## RECORDS PROVIDED
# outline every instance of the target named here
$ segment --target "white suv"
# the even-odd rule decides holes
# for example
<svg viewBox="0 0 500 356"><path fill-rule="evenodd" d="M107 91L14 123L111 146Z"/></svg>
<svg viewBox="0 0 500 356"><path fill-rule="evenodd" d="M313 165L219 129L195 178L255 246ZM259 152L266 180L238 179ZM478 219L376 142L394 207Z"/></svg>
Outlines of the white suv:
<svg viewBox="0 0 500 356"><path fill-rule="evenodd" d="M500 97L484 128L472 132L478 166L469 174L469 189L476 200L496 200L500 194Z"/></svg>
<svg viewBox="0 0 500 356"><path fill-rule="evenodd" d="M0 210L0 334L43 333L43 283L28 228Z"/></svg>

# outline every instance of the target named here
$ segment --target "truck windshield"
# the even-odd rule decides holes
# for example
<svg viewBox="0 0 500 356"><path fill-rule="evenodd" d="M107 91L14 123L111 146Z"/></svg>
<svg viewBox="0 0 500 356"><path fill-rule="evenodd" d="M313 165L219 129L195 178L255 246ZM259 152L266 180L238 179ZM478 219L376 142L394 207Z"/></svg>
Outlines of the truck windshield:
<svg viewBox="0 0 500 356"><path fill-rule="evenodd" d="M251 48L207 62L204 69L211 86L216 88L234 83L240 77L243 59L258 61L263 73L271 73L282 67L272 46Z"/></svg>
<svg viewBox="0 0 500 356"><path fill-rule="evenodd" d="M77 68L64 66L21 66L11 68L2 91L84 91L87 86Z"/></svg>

## REQUIRED WORK
Copy the data from its first line through the line containing "210L0 334L43 333L43", keeping every line unchanged.

## THE REPLY
# outline every instance of the target named here
$ segment --target "white suv"
# the even-odd rule decides holes
# for example
<svg viewBox="0 0 500 356"><path fill-rule="evenodd" d="M107 91L14 123L111 146Z"/></svg>
<svg viewBox="0 0 500 356"><path fill-rule="evenodd" d="M313 165L219 129L195 178L255 246ZM259 152L266 180L238 179ZM478 219L376 142L394 207Z"/></svg>
Outlines of the white suv:
<svg viewBox="0 0 500 356"><path fill-rule="evenodd" d="M500 97L484 128L472 132L478 166L469 174L469 189L476 200L496 200L500 194Z"/></svg>
<svg viewBox="0 0 500 356"><path fill-rule="evenodd" d="M0 210L0 334L43 333L43 283L28 228Z"/></svg>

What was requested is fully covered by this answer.